• [TASK GOAL]: Which lines in the dataset records below contain the word "ocean"? Report each one.

[Dataset records]
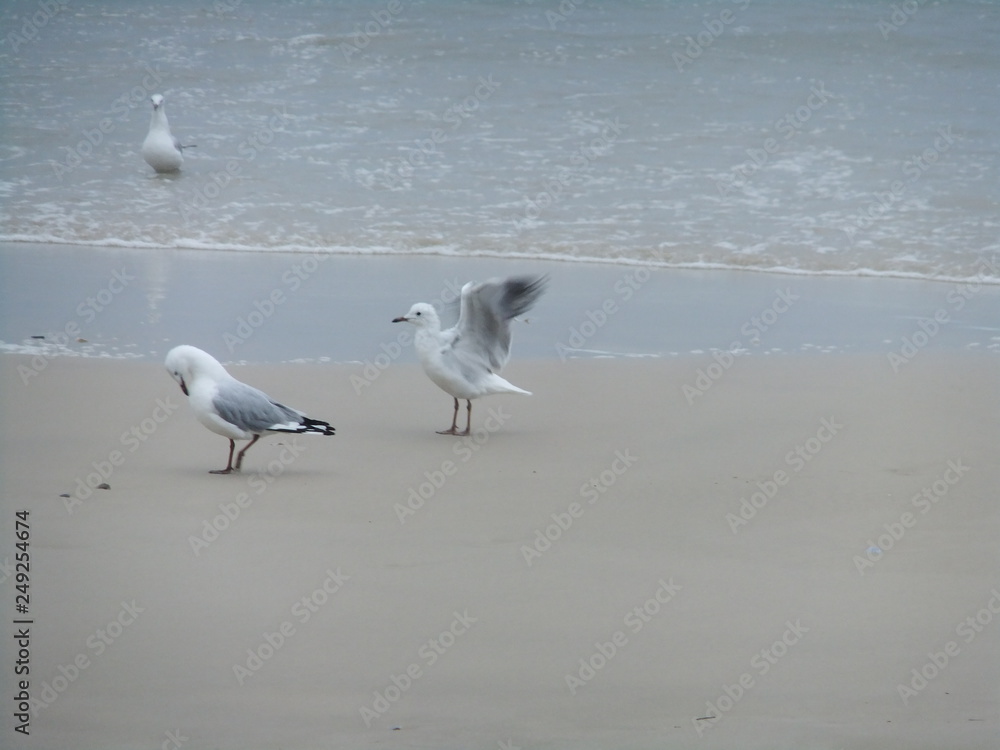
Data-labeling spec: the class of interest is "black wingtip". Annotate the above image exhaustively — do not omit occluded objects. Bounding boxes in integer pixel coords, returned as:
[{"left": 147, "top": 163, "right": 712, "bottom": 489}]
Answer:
[
  {"left": 302, "top": 417, "right": 337, "bottom": 436},
  {"left": 503, "top": 273, "right": 549, "bottom": 318}
]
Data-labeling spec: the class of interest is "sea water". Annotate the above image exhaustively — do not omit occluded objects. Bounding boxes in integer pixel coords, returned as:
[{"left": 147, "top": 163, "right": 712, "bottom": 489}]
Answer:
[{"left": 0, "top": 0, "right": 1000, "bottom": 283}]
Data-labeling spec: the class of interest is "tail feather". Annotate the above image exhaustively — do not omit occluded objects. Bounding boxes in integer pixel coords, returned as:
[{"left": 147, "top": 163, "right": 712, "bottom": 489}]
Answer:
[{"left": 268, "top": 417, "right": 336, "bottom": 436}]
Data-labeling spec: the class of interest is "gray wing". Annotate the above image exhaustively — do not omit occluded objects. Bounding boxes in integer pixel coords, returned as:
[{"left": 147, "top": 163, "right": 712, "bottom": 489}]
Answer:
[
  {"left": 212, "top": 380, "right": 304, "bottom": 434},
  {"left": 453, "top": 276, "right": 548, "bottom": 372}
]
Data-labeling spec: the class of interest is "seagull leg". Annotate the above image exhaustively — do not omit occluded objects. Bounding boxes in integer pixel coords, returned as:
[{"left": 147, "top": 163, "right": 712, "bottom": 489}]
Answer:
[
  {"left": 458, "top": 398, "right": 472, "bottom": 437},
  {"left": 208, "top": 440, "right": 239, "bottom": 474},
  {"left": 236, "top": 435, "right": 260, "bottom": 471},
  {"left": 438, "top": 398, "right": 458, "bottom": 435}
]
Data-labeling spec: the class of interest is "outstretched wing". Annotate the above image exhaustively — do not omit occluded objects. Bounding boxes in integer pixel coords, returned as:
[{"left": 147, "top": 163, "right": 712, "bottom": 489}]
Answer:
[{"left": 453, "top": 276, "right": 548, "bottom": 372}]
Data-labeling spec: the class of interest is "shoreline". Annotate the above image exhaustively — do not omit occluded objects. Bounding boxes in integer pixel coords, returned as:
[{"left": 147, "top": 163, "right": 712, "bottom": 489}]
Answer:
[
  {"left": 0, "top": 245, "right": 1000, "bottom": 362},
  {"left": 0, "top": 237, "right": 1000, "bottom": 286}
]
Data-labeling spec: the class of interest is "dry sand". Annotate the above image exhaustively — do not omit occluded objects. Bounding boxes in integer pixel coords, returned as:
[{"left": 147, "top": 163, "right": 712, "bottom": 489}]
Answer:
[{"left": 0, "top": 352, "right": 1000, "bottom": 750}]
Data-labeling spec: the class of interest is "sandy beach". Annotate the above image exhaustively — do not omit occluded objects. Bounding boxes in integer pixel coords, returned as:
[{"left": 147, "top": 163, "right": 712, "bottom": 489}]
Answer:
[{"left": 0, "top": 344, "right": 1000, "bottom": 749}]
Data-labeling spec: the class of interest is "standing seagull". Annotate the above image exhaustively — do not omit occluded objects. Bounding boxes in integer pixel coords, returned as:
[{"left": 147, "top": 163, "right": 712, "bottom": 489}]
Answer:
[
  {"left": 166, "top": 345, "right": 334, "bottom": 474},
  {"left": 142, "top": 94, "right": 191, "bottom": 172},
  {"left": 392, "top": 276, "right": 548, "bottom": 436}
]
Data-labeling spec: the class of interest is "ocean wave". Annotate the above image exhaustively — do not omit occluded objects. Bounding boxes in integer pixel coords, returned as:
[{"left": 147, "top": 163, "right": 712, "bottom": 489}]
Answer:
[{"left": 0, "top": 233, "right": 1000, "bottom": 286}]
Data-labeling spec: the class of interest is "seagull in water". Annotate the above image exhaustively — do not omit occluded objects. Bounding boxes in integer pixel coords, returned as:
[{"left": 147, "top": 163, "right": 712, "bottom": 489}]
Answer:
[
  {"left": 392, "top": 276, "right": 548, "bottom": 436},
  {"left": 166, "top": 345, "right": 334, "bottom": 474},
  {"left": 142, "top": 94, "right": 194, "bottom": 172}
]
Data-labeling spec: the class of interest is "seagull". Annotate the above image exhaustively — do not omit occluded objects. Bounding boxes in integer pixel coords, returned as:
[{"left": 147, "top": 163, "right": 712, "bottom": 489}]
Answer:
[
  {"left": 166, "top": 345, "right": 334, "bottom": 474},
  {"left": 392, "top": 276, "right": 548, "bottom": 436},
  {"left": 142, "top": 94, "right": 193, "bottom": 173}
]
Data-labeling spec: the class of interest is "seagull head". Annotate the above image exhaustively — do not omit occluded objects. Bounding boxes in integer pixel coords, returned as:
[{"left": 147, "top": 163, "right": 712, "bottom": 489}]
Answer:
[
  {"left": 164, "top": 344, "right": 228, "bottom": 396},
  {"left": 392, "top": 302, "right": 441, "bottom": 328}
]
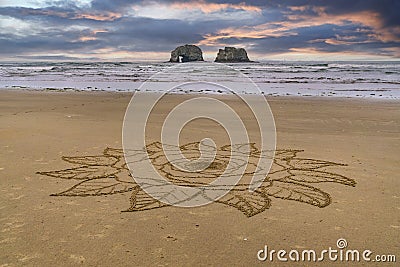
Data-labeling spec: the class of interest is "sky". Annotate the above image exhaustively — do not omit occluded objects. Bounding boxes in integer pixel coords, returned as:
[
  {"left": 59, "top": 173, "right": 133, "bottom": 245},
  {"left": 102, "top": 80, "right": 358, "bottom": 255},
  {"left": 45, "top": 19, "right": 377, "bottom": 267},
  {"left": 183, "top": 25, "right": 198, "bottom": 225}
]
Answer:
[{"left": 0, "top": 0, "right": 400, "bottom": 61}]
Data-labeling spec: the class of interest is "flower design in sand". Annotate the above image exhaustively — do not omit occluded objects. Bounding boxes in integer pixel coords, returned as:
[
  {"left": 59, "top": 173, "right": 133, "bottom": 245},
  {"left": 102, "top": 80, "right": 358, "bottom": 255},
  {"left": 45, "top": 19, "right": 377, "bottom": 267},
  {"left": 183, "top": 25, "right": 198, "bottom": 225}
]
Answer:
[{"left": 38, "top": 142, "right": 356, "bottom": 217}]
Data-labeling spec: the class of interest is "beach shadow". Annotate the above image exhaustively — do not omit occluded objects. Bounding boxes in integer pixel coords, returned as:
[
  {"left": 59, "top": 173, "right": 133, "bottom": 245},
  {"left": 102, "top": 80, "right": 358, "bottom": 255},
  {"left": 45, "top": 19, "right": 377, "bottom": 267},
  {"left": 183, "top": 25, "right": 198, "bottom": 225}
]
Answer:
[{"left": 37, "top": 142, "right": 356, "bottom": 217}]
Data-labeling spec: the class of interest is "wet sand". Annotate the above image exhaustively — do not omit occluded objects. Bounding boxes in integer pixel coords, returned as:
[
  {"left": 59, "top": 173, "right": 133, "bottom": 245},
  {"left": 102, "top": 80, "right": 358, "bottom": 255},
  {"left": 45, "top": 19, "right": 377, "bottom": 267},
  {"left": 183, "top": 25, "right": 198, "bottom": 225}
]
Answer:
[{"left": 0, "top": 90, "right": 400, "bottom": 266}]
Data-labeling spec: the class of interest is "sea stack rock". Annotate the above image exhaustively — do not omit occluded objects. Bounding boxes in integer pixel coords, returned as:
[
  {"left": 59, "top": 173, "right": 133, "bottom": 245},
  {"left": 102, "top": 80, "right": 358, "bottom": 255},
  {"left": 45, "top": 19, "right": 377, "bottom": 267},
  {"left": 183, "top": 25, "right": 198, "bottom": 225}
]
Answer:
[
  {"left": 169, "top": 44, "right": 204, "bottom": 62},
  {"left": 215, "top": 47, "right": 251, "bottom": 63}
]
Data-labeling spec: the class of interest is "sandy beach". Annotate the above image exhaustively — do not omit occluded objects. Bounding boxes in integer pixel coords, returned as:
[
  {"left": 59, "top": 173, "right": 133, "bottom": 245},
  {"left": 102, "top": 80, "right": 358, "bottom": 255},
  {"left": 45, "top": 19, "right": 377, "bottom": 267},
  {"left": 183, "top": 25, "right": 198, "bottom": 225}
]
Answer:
[{"left": 0, "top": 90, "right": 400, "bottom": 266}]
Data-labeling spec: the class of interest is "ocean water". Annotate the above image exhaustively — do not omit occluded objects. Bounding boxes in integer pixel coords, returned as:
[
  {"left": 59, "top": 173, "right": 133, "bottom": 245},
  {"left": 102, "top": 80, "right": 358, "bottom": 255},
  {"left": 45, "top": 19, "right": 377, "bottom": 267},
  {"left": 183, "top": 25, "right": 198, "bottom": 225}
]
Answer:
[{"left": 0, "top": 61, "right": 400, "bottom": 99}]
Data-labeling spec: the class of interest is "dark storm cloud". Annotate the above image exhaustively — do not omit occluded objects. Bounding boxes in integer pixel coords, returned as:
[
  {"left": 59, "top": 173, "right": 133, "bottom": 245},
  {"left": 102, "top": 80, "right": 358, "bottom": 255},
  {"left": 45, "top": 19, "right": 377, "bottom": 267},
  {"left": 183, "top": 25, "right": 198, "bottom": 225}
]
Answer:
[{"left": 0, "top": 0, "right": 400, "bottom": 58}]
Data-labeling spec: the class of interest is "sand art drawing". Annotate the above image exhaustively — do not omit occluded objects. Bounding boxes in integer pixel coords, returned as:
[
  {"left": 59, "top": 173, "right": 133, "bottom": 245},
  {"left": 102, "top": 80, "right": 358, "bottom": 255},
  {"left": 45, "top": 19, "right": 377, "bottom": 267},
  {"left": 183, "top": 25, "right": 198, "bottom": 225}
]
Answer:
[{"left": 38, "top": 142, "right": 356, "bottom": 217}]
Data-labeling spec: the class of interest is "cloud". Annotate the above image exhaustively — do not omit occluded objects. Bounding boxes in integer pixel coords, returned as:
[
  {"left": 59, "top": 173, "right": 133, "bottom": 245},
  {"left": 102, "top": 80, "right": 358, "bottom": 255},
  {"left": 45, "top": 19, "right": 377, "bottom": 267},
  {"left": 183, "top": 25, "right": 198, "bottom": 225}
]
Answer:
[{"left": 0, "top": 0, "right": 400, "bottom": 60}]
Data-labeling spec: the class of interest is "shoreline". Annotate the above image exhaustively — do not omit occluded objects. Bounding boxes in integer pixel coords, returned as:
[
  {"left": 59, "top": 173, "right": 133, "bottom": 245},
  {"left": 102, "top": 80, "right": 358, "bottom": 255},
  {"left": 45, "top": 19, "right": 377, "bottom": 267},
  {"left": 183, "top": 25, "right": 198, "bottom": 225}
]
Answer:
[{"left": 0, "top": 88, "right": 400, "bottom": 102}]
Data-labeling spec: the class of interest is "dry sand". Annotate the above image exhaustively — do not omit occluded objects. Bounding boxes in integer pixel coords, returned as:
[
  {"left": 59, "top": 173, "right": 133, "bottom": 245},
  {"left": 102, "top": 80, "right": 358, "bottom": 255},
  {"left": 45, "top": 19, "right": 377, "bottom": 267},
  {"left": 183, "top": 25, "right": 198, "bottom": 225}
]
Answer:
[{"left": 0, "top": 90, "right": 400, "bottom": 266}]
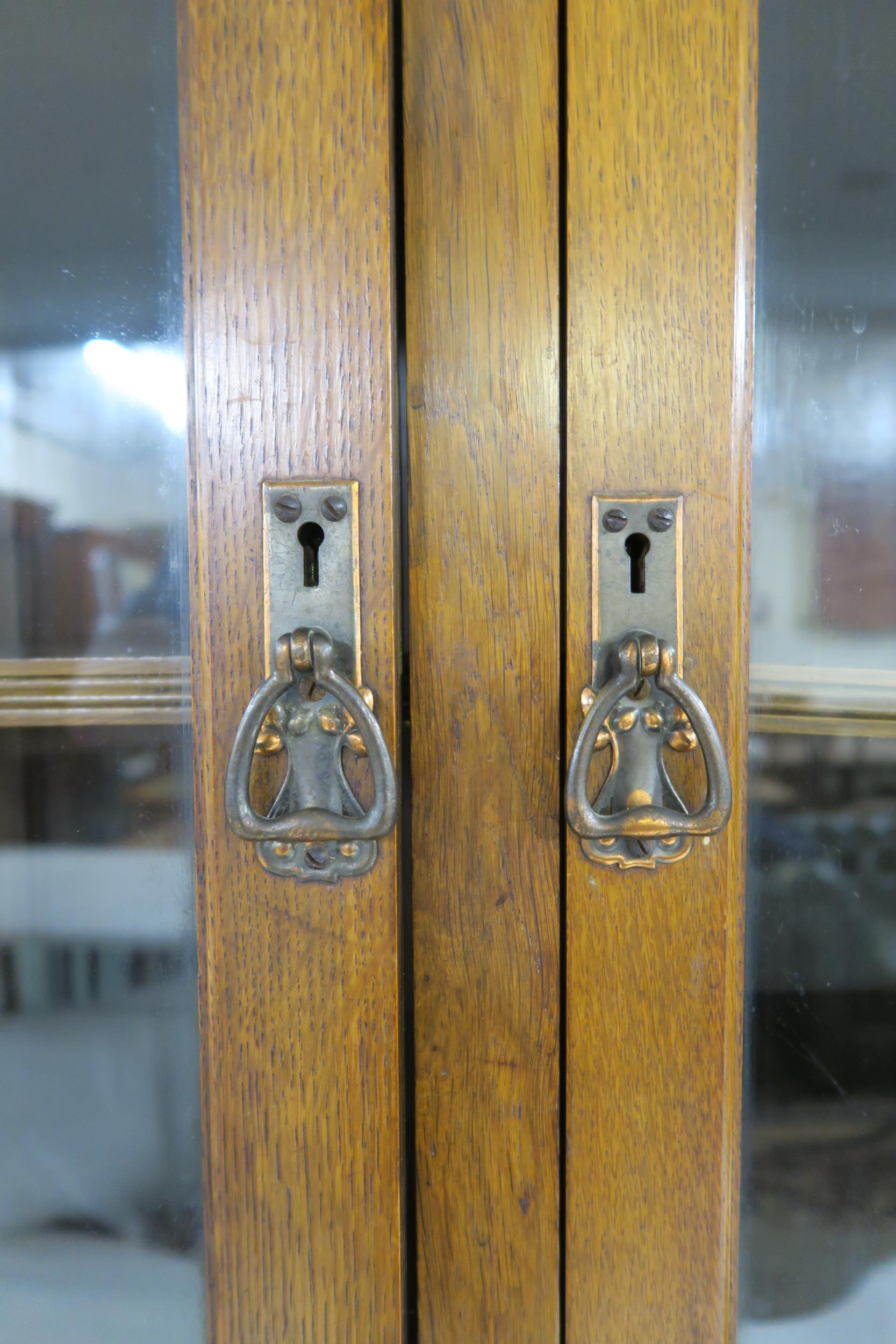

• [RESPONSE TO THIS TASK]:
Data-labeling spec: the class of interest is "ocean wave". Annotate the above image exhaustively — do not omit occluded objects. Bounding boxes in integer pixel coords, returned as:
Data-labeling spec: the class of interest is "ocean water". Annotate the above image exhaustively — do not omit occluded objects. Bounding boxes in integer pixel coords, returned as:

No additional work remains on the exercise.